◆ **PROBLEM STATEMENT**
Keep writing the appeals court opinion below, starting right after its last sentence and matching its style.

◆ **TEXT PROVIDED**
▼

386 F.3d 19


386 F.3d 19

Gloria AREVALO, Petitioner, Appellee,
v.
John ASHCROFT, Attorney General, et al., Respondents, Appellants.

No. 03-1938.

United States Court of Appeals, First Circuit.

Submitted August 2, 2004.

Decided October 5, 2004.

Appeal from the United States District Court for the District of Massachusetts, William G. Young, Chief Judge.

Anthony Drago on Opposition to Motion to Vacate, for petitioner.

Papu Sandhu, Office of Immigration Litigation, on Motion to Vacate, for respondents.

Before TORRUELLA, Circuit Judge, CAMPBELL, Senior Circuit Judge, and SELYA, Circuit Judge.

PER CURIAM.

1

Immigration and Customs Enforcement (ICE) appeals a judgment of the district court granting petitioner Gloria Arevalo’s request for habeas relief. Arevalo v. Ashcroft, 260 F.Supp.2d 347 (D.Mass.2003) (Arevalo I). Subsequent to the filing of this appeal, this court issued a decision vacating petitioner’s order of removal. Arevalo v. Ashcroft, 344 F.3d 1 (1st Cir.2003) (Arevalo II). Since the district court decision is now moot, we must dismiss the instant appeal for lack of jurisdiction. At the same time, at the request of ICE, we instruct the district court to vacate its judgment granting habeas relief.

2

We summarize only the facts essential to this appeal. Further background can be found in our prior opinion. In early 2003, the Immigration and Naturalization Service (INS)1 served petitioner with notice that it intended to reinstate, pursuant to 8 U.S.C. ? 1231(a)(5), a prior deportation order and to remove her from the United States. At the same time, the INS took Arevalo into custody. When Arevalo sought relief in the district court, that court concluded that it lacked subject matter jurisdiction over her request and transferred the case to this court. This court temporarily stayed petitioner’s deportation and denied her request for habeas relief without prejudice to her seeking such relief in the district court. While petitioner’s appeal of the removal order was pending in this court, the district court granted Arevalo’s request for habeas relief. The court held that the relevant statute did not authorize ICE to detain Arevalo after the 90-day period provided by 8 U.S.C. ? 1231(a) expired. Arevalo I, 260 F.Supp.2d at 349-50. ICE appealed. While its appeal was pending, we decided that ICE could not reinstate its prior removal order against Arevalo because of ex post facto concerns. Arevalo II, 344 F.3d at 9-15. This effectively mooted the instant appeal. ICE now seeks to have the district court judgment vacated because of what it claims is the district court’s erroneous interpretation of ? 1231(a).

▲

◆ **EXTRACTED RECORDS**
▼

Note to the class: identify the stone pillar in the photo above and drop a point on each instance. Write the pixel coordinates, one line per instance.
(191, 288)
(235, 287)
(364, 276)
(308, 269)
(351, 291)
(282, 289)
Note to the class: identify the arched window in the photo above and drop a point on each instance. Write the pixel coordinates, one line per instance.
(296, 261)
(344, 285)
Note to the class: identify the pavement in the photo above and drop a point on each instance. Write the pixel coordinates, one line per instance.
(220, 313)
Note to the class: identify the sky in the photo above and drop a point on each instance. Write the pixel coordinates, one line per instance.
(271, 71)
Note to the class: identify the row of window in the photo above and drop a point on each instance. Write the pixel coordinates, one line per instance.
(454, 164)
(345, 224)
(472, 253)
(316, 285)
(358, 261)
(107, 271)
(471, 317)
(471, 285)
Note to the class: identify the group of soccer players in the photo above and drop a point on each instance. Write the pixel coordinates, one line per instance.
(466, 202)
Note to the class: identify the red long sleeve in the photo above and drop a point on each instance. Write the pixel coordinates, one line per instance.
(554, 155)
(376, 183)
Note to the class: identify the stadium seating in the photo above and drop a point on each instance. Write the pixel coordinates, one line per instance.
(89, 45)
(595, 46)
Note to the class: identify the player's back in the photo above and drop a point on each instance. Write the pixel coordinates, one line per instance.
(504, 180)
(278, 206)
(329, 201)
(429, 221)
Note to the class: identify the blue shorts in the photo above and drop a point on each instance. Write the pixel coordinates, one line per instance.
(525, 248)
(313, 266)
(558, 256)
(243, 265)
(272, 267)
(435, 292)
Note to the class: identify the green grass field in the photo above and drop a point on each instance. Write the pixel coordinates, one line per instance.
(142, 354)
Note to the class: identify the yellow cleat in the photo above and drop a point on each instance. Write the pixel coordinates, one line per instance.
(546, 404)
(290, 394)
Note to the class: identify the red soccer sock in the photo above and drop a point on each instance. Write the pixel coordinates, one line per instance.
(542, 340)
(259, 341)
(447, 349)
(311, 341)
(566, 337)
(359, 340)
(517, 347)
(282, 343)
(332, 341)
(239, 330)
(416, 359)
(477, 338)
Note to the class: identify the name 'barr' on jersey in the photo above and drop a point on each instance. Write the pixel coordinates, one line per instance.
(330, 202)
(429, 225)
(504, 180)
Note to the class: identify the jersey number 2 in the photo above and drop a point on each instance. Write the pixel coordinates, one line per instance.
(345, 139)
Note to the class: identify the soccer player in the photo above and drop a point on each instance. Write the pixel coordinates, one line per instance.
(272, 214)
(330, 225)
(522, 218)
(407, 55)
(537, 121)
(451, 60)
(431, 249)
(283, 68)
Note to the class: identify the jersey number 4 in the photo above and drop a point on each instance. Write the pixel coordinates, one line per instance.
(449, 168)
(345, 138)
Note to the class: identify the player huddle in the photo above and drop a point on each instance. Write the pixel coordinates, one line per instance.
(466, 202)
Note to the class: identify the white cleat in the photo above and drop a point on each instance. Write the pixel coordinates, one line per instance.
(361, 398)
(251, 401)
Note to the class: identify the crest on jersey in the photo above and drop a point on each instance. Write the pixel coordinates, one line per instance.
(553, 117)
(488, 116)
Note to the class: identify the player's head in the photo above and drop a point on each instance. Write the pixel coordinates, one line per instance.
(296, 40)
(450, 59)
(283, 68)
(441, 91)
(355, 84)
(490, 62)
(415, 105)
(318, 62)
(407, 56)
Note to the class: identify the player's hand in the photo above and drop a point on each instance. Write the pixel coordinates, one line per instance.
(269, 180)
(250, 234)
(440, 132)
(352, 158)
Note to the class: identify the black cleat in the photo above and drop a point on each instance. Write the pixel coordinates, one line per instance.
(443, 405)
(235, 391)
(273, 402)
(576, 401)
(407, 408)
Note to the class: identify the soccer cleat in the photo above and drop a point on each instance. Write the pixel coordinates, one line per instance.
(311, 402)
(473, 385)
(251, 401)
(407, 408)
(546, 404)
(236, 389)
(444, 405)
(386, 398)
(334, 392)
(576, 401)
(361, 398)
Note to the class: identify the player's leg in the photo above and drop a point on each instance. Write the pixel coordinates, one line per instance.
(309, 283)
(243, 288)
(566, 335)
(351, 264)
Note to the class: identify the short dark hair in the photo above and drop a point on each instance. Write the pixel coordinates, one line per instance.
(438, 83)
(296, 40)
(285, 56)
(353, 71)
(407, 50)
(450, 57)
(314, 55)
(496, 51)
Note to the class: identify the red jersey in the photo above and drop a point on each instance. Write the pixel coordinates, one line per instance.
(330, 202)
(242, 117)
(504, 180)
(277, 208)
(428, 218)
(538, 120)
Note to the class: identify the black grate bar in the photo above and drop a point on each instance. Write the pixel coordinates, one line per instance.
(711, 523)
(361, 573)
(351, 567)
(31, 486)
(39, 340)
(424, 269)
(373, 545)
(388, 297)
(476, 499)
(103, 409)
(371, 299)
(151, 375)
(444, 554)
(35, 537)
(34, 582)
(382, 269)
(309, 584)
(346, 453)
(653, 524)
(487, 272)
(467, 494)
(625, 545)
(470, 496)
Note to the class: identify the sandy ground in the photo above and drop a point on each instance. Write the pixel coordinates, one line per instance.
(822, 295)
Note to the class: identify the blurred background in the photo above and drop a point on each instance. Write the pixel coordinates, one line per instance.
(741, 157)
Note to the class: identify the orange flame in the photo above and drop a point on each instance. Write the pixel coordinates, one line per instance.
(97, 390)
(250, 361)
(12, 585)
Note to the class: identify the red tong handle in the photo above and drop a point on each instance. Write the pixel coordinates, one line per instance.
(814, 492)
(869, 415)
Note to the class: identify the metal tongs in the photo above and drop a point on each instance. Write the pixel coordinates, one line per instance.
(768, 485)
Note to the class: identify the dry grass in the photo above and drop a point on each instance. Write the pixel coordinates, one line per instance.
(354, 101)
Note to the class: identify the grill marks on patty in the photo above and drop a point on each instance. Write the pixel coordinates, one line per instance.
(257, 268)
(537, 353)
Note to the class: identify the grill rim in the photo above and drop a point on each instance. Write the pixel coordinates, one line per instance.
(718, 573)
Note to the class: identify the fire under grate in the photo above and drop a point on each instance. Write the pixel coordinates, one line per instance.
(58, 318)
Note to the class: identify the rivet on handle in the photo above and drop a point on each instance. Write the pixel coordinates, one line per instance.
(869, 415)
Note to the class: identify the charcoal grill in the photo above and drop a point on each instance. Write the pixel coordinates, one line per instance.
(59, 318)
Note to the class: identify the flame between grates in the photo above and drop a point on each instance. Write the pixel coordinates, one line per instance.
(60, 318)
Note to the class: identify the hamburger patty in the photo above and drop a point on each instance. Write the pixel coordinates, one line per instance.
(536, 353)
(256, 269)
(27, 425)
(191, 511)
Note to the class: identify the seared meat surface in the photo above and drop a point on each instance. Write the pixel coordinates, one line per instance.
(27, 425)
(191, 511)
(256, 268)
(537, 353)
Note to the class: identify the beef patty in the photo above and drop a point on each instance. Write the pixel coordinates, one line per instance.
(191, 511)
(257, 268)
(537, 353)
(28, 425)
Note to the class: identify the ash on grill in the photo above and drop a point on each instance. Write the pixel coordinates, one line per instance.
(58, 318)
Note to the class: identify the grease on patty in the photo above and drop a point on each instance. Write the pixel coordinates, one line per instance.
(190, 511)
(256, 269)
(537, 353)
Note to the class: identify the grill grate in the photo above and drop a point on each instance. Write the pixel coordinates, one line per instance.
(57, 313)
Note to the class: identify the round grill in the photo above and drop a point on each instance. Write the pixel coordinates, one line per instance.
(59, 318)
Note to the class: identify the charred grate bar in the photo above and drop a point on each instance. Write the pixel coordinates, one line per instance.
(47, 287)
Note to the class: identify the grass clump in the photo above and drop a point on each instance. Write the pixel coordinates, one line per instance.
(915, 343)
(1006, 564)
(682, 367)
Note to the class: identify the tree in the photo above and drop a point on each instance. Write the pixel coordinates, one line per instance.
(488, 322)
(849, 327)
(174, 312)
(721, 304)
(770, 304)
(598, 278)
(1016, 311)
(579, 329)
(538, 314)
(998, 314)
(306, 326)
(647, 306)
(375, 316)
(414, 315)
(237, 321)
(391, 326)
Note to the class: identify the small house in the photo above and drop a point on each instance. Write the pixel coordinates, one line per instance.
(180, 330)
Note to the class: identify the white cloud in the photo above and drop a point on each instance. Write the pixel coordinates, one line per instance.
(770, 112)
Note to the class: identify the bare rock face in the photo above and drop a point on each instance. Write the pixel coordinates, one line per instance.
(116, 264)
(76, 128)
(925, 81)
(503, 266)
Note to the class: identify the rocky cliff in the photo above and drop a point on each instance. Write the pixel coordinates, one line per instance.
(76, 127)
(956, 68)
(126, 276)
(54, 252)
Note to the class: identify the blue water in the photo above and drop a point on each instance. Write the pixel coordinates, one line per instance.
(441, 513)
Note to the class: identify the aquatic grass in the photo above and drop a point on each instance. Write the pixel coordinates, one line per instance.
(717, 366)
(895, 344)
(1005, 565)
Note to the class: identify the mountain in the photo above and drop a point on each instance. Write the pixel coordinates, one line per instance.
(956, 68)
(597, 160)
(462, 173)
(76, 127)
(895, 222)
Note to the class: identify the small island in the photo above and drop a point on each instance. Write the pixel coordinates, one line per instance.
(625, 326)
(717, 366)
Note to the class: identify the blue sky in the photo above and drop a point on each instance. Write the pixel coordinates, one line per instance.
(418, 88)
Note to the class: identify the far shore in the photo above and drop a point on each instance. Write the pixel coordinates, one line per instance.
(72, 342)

▲

◆ **ANSWER TO THE PROBLEM**
3

Whether or not to vacate a decision that has become moot on appeal rests in the equitable discretion of this court. Kerkhof v. MCI Worldcom, Inc., 282 F.3d 44, 53 (1st Cir.2002). A primary consideration is whether the appellant deliberately mooted the appeal. See id.; see also Fed. Ins. Co. v. Maine Yankee Atomic Power Co., 311 F.3d 79, 82 (1st Cir.2002). Vacatur normally is granted unless the mootness arises from settlement between the parties or from appellant’s voluntary withdrawal of the appeal. Med. Prof’l Mut. Ins. Co. v. Breon Labs., Inc., 141 F.3d 372, 375 (1st Cir.1998). As explained by the Supreme Court, “[a] party who seeks review of the merits of an adverse ruling, but is frustrated by the vagaries of circumstance, ought not in fairness be forced to acquiesce in the judgment.” United States Bancorp Mortgage Co. v. Bonner Mall P’ship, 513 U.S. 18, 25, 115 S.Ct. 386, 130 L.Ed.2d 233 (1994).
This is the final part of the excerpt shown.